>> START Passage to read
What is the difference between physical and chemical properties?

  • Physical properties are those properties that can be observed or measured without

causing or resulting in a change in the matter, while chemical properties are only observed after a change in the matter has occurred.

  • Physical properties can change states without changing the molecular structure, but this is not the case for chemical properties.
  • With chemical properties the chemical identity of the substance is changed, this is not the case with physical properties.
  • With chemical properties the structure of the material changes, while the structure does not change in the case of physical properties.
  • A chemical reaction occurs before a chemical property becomes evident, while no chemical reaction is needed for a physical property to become visible.
  • Chemical properties, unlike physical properties, can be used to predict how substances will react.
>> END Passage to read
**Short problem 1:**
The passage on physical and chemical properties lists several differences between the two kinds of properties. Name each difference it gives.
**Short problem 2:**
According to the passage on physical and chemical properties, what must occur before a chemical property becomes evident?
**Short problem 3:**
Reproduce the stretch of the passage on physical and chemical properties from "What is the" through "of physical properties.".
>> START Raw data
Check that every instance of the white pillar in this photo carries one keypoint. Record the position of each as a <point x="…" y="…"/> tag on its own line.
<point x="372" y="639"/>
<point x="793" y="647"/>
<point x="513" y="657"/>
>> END Raw data
>> START Raw data
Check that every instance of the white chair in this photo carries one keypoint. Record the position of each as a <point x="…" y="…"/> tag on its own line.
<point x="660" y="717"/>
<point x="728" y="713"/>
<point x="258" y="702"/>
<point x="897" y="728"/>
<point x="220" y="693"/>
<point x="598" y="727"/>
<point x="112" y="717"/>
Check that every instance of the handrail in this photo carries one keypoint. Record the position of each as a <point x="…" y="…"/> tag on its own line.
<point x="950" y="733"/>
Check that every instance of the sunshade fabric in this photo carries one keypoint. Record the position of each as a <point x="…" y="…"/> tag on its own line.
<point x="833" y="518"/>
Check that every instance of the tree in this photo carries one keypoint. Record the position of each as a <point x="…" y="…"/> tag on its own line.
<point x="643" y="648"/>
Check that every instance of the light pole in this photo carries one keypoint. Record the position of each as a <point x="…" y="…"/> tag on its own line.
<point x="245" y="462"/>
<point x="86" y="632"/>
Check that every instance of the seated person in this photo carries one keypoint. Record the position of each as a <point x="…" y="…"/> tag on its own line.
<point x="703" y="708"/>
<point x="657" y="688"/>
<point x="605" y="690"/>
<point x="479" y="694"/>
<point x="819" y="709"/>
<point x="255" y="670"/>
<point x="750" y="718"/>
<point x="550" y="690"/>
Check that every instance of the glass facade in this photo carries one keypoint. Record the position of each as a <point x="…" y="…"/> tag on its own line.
>> END Raw data
**Complete response 1:**
1. Physical properties can be observed or measured without a change in the matter. Chemical properties are observed only after a change in the matter has occurred.
2. Physical properties can change states without changing the molecular structure. This is not the case for chemical properties.
3. With chemical properties, the chemical identity of the substance is changed. This does not happen with physical properties.
4. With chemical properties, the structure of the material changes. With physical properties, it does not.
5. A chemical reaction occurs before a chemical property becomes evident. No chemical reaction is needed for a physical property to become visible.
6. Chemical properties, unlike physical properties, can be used to predict how substances will react.

**Complete response 2:**
A chemical reaction must occur.

**Complete response 3:**
What is the difference between physical and chemical properties?

  • Physical properties are those properties that can be observed or measured without

causing or resulting in a change in the matter, while chemical properties are only observed after a change in the matter has occurred.

  • Physical properties can change states without changing the molecular structure, but this is not the case for chemical properties.
  • With chemical properties the chemical identity of the substance is changed, this is not the case with physical properties.
  • With chemical properties the structure of the material changes, while the structure does not change in the case of physical properties.